Geostationary communications satellite

Astra 1P (also known as SES-24) is an Astra communications satellite, built by Thales Alenia Space for owner/operator SES. Launched by SpaceX on 20 June 2024, the satellite is positioned in geostationary orbit, in SES's primary European broadcasting slot at 19.2° East, to provide broadcast TV to Europe and is the most powerful satellite at that position.

== Satellite description ==
Designed and built by Thales Alenia Space, Astra 1P is a classic wide-beam broadcasting satellite based on the all-electric Spacebus NEO-200 satellite bus. The satellite has 80 physical Ku-band transponders with bandwidth filters, capable of broadcasting up to 500 HDTV channels. It has a dry mass of 3,780kg (5,000kg at launch, fueled) and two solar array 'wings', each of six panels providing 25kW.

== Broadcasting reach==
Astra 1P is a third generation satellite at SES's original orbital position of 19.2° East to provide continued free-to-air and pay-TV direct-to-home broadcasting services to all of Europe, with an identical coverage and frequency plan to the second generation of satellites at this orbital position that were reaching the end of their operational life at the time of its launch.In particular, the satellite serves private and public broadcasters in the following regions of Europe:
- German-speaking: SES delivers content to 42 million TV households in Germany, Austria and Switzerland via satellite, cable, and IPTV. Broadcasters include High View, ORF, ProSiebenSat.1, QVC Germany, ZDF, and the HD+ high-definition satellite TV platform.
- France: satellites at 19.2° East serve 17.5 million homes with major TV platforms including CANAL+ and Orange.
- Spain: Astra 19.2° East provides 7.5 million TV households with free-to-air (FTA) international TV channels and Telefonica's Movistar Plus+ TV platform.

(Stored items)
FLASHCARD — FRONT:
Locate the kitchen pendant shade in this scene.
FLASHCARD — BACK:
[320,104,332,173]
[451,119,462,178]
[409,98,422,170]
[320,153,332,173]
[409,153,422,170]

▶ Things to do:
1/ Answer these questions using the Astra 1P passage:
(a) Which company launched the satellite, and on what date?
(b) How many physical Ku-band transponders does the satellite have?
(c) How many homes in France do the satellites at 19.2° East serve?
2/ Reproduce the stretch of the Astra 1P passage from "Geostationary communications satellite" through "panels providing 25kW." word for word.

▶ Responses to the tasks:
1/
(a) SpaceX, on 20 June 2024.
(b) 80.
(c) 17.5 million homes.

2/
Geostationary communications satellite

Astra 1P (also known as SES-24) is an Astra communications satellite, built by Thales Alenia Space for owner/operator SES. Launched by SpaceX on 20 June 2024, the satellite is positioned in geostationary orbit, in SES's primary European broadcasting slot at 19.2° East, to provide broadcast TV to Europe and is the most powerful satellite at that position.

== Satellite description ==
Designed and built by Thales Alenia Space, Astra 1P is a classic wide-beam broadcasting satellite based on the all-electric Spacebus NEO-200 satellite bus. The satellite has 80 physical Ku-band transponders with bandwidth filters, capable of broadcasting up to 500 HDTV channels. It has a dry mass of 3,780kg (5,000kg at launch, fueled) and two solar array 'wings', each of six panels providing 25kW.